TEXT PASSAGE.
* * * * *

How do I let go of being the victim in the scape-goating dynamic in my family?
Anne: I would like some individual guidance on how to let go of being the victim in a scape-goating dynamic in my family? I use the Sedona Method to let go of the feelings and ‘story’ and find this very helpful. If you have further guidance I’d be grateful to hear.
Jeddah: The most powerful tool I have found for turning around any kind of human relating dynamic is to start treating oneself lovingly and kindly, the way we would if we were administering that to someone else (which we often find easier). The key here is to actually extend that kindness to oneself despite any thoughts which tell you that you deserve otherwise (critcism/doubt/worry etc).If you just try to out-think yourself, fighting thought with thought, it stays in the realm of the mind and no transformation takes place.The pain that is felt in human relating comes from erroneous beliefs being entertained, believed in and therefore acted upon. Our physical cells and energy field shut down under the influence of such thoughts because they are out of alignment with the truth of our makeup/structure. When we put our noticing on our gentleness, our kindness, our generosity, our forgiveness, we move into a paradigm (collection of beliefs) that is in alignment with who we really are. This releases the natural flow of energy through the cells and energy field and is felt as expansion, clarity, love, possibility. This is one reason why the Sedona Method works so well, it actually releases the mind from insisting on certain thoughts that do not serve us and allows us to see the truth of what is lying underneath, patiently waiting for our awareness of it.
I would say to anyone in a family situation, remember we are all trying our best and to apply as much love, forgiveness and kindness we can muster under trying circumstances. When we treat ourselves with kindess and love first, it gives us what we look for in our relating with others and so our connection is no longer based on need. When we are full of (self) love, we find that our energy is naturally supportive of others (they do not sense any underlying tension) and the whole dynamic is eased and raised up. I say this over and over but it is worth repeating, the best service we can render this planet is to be in a state of continuous kindness to oneself (despite the mind trying to convince us otherwise) and this releases not only our own self imposed limitations but provides an environment whereby others feel safe, loved and ‘held’ enough to do likewise. We become living examples of mankind’s potential.
I am sending you much love, support and encouragement.
Warmly, Jeddah

Hi Jeddah,
Some time ago I came across a quote attributed to you and I thought, “This is some good thinking.” But I thought you were a dead person (some writer from the past).
Now I’m pleased to find you are not dead. I’m guessing you’re also pleased about this (joke).
In any case, I just wanted to say, I like how you express the truths.
I also write about such things, and sometimes, people say they really like what I write.
So, just sayin’,… I like what you write.

* * * * *

Answer these questions about the exchange on family scapegoating:
1. What method does Anne say she uses to let go of the feelings and "story"?
2. According to Jeddah, where does the pain felt in human relating come from?
3. When the later writer first came across a quote attributed to Jeddah, who did the writer think Jeddah was?
The material after this point is not needed.

INPUT DATA.
* * * * *

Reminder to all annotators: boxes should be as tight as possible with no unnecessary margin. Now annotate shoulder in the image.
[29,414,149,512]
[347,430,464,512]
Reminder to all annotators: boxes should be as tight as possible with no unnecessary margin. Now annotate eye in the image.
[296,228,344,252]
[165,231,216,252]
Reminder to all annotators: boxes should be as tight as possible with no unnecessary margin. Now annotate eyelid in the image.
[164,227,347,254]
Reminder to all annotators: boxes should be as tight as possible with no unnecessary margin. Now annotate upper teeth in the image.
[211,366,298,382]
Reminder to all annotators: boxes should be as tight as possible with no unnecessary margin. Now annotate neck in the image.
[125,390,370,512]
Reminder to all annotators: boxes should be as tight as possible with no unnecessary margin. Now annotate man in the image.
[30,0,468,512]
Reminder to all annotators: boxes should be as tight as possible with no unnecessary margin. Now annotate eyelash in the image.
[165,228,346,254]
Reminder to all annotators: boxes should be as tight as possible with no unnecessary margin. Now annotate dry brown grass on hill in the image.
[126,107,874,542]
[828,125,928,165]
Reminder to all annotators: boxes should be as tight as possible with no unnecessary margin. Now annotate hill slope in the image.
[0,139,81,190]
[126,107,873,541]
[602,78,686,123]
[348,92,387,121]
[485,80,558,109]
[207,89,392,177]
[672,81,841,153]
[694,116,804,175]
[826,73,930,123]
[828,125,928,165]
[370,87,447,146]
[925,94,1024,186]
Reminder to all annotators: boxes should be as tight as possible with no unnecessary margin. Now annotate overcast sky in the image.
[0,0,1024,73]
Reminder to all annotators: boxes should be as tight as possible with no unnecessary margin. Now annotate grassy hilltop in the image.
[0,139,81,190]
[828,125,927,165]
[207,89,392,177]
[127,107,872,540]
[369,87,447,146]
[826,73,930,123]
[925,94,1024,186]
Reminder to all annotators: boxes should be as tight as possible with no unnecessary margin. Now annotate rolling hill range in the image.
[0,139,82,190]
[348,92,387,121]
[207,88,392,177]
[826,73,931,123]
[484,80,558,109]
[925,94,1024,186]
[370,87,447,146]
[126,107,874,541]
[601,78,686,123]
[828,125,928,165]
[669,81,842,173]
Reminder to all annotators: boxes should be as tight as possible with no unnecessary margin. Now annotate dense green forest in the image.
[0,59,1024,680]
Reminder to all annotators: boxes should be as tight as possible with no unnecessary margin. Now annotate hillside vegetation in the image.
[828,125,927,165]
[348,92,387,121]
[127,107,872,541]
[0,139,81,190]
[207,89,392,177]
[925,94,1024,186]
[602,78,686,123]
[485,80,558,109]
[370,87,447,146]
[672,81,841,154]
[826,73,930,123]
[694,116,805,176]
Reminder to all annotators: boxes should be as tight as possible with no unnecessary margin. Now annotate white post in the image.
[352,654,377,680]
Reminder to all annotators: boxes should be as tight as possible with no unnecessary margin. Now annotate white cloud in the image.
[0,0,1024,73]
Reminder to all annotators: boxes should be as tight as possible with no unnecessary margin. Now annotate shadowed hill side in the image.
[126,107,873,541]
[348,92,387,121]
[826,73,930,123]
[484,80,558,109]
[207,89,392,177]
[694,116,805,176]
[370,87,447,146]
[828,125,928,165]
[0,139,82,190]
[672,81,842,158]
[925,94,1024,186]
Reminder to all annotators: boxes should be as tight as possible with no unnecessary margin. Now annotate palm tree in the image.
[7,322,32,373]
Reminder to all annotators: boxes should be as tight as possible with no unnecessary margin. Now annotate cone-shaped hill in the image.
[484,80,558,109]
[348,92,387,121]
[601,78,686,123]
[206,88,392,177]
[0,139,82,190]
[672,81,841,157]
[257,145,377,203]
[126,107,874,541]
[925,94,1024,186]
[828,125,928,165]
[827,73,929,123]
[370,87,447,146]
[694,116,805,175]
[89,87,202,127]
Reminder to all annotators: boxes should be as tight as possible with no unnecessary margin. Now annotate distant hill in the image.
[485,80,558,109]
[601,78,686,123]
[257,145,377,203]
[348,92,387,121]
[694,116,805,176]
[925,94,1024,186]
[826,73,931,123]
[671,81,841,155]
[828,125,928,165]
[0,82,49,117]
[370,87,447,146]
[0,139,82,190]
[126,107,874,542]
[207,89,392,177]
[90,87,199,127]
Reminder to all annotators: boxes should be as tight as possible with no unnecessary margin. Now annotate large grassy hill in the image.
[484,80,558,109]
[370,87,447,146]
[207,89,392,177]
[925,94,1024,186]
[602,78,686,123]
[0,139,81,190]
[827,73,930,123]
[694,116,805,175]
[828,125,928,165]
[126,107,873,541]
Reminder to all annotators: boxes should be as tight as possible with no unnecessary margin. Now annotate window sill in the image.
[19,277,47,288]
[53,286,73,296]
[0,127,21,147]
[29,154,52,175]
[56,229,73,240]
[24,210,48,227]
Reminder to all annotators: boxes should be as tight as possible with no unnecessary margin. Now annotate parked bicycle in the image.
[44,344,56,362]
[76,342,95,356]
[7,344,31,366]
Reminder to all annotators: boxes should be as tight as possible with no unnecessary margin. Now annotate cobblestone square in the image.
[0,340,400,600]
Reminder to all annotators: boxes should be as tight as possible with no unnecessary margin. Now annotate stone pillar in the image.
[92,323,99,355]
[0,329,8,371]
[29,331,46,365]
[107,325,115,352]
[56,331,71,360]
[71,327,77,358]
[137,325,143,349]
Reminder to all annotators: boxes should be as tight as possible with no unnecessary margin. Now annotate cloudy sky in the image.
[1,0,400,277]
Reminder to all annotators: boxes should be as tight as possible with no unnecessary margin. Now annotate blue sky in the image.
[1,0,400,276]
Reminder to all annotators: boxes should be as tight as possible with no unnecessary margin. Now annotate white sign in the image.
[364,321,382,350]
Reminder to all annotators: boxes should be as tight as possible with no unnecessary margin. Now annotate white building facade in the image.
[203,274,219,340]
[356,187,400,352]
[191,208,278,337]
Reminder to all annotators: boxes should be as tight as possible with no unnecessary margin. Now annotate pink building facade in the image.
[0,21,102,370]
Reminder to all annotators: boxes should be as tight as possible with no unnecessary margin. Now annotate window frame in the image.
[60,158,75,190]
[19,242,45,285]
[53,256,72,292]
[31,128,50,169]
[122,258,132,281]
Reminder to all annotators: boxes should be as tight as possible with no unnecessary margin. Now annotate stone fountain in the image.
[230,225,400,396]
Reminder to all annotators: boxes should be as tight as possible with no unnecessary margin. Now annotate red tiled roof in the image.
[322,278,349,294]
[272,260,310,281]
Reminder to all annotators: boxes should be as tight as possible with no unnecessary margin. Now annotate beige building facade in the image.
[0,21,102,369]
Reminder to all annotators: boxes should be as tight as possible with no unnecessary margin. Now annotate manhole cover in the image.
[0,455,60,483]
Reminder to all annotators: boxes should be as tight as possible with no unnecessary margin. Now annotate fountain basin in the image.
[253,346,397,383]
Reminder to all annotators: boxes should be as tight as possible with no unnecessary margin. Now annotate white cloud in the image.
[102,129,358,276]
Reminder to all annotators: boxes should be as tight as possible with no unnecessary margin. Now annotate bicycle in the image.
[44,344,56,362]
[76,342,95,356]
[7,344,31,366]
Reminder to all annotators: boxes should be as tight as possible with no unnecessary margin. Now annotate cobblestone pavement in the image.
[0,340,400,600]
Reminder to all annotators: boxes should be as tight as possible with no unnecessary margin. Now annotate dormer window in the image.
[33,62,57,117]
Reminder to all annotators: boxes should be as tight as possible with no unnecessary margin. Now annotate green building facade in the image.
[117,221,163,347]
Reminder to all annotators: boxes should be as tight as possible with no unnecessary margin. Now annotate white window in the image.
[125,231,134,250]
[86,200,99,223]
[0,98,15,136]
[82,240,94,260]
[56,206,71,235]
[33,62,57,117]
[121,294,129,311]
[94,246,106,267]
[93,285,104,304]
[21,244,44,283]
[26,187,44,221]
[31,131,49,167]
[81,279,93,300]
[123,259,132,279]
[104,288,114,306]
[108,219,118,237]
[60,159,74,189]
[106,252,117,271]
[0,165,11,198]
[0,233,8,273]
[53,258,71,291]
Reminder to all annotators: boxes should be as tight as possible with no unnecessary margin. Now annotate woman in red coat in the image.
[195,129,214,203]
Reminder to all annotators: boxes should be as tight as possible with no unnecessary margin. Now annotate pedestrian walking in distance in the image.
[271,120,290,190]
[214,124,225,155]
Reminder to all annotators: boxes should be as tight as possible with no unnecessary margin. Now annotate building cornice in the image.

* * * * *

RESPONSE AREA.
1. Anne uses the Sedona Method.
2. The pain comes from erroneous beliefs being entertained, believed in and therefore acted upon.
3. The writer thought Jeddah was a dead person, some writer from the past.